Exercises:
[1] Copy everything in the article on cultured meat from "But why stop" down to "of culinary creativity.".
[2] Summarize the article on cultured meat in three sentences.

───── Text ─────

The hunt for the master cow that will feed the world

Patent applications only hint at what companies might be working on, but both Flack and Stout agree that genetically-engineered cells might be the only way to drive down the costs of cultured meat. “I think that getting from $300,000 (£211,000) for a burger to $50 (£35) for a burger is going to be easier than getting from $50 to $2 (£1.40),” Stout says. “I’m not at all confident that, without improving the cells themselves, you can get to $2.”

But why stop at gene-editing cells to make them grow more efficiently? There are all kinds of funky things you could do with engineered cell lines. One idea Stout has is to edit chicken cells so they can express limonene – the oil that gives citruses their fruity aroma – to make lemon chicken at a cellular level. In 2020, he published a study detailing how he inserted three genes into cow muscle cells so they produced antioxidants that mitigate some of the negative effects of eating red meat. Take them out of an animal, and cells could become a blank canvas for new kinds of culinary creativity.

WITHOUT CELL LINES to start with, researchers are having to go it alone. Stout got his cow stem cells from his university’s veterinary school, but not every lab has that kind of access, and even that source of cow stem cells is much less useful than the holy grail: a cell bank of immortalised cow cells that anyone can access.

───── Extracted data ─────

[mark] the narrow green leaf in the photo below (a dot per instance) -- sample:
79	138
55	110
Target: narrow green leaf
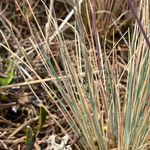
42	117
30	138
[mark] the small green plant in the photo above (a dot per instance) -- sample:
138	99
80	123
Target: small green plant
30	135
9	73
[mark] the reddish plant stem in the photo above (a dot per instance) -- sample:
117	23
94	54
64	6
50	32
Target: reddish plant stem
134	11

─────
───── Extracted data ─────

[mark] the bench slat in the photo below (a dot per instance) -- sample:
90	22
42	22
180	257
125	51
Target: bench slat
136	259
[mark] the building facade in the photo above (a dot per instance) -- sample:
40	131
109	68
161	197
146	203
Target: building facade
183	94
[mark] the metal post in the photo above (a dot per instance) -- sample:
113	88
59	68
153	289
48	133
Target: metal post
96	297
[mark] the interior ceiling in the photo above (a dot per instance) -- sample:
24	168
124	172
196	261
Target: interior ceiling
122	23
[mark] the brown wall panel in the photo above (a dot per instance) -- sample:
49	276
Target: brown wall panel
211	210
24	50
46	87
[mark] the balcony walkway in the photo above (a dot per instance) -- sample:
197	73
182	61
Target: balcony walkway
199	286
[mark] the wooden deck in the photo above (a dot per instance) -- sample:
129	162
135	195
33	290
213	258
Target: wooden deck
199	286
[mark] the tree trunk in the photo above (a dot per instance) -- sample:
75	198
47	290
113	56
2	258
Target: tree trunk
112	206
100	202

─────
───── Extracted data ─────

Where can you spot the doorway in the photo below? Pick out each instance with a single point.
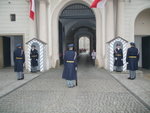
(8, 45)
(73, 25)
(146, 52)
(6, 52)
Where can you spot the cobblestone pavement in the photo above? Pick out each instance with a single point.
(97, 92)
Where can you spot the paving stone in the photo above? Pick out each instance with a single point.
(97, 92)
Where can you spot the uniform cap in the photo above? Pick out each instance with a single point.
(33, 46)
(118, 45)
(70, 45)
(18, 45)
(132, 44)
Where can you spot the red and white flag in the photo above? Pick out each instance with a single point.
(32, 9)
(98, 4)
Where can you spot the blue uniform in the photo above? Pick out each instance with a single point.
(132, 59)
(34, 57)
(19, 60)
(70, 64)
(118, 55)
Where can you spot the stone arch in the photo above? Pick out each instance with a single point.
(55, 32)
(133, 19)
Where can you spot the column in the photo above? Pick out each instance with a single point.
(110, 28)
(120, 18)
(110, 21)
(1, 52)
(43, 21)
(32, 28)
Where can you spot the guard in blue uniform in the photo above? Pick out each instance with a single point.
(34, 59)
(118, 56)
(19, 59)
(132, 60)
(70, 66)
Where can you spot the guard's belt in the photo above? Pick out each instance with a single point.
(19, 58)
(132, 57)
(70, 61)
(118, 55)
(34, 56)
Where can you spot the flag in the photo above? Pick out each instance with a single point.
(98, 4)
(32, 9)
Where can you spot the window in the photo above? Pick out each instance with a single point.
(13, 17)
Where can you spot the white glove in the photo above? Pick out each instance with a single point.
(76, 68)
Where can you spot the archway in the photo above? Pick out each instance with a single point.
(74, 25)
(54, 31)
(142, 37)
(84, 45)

─────

Solutions to the problems:
[1]
But why stop at gene-editing cells to make them grow more efficiently? There are all kinds of funky things you could do with engineered cell lines. One idea Stout has is to edit chicken cells so they can express limonene – the oil that gives citruses their fruity aroma – to make lemon chicken at a cellular level. In 2020, he published a study detailing how he inserted three genes into cow muscle cells so they produced antioxidants that mitigate some of the negative effects of eating red meat. Take them out of an animal, and cells could become a blank canvas for new kinds of culinary creativity.

[2] Flack and Stout agree that genetically engineered cells might be the only way to drive down the costs of cultured meat, and Stout is not confident a $2 burger can be reached without improving the cells themselves. Engineered cell lines could also allow new kinds of culinary creativity, such as Stout's idea of editing chicken cells to express limonene and his 2020 study inserting three genes into cow muscle cells so they produced antioxidants. Without cell lines to start with, researchers are going it alone, and they lack the holy grail: a bank of immortalized cow cells that anyone can access.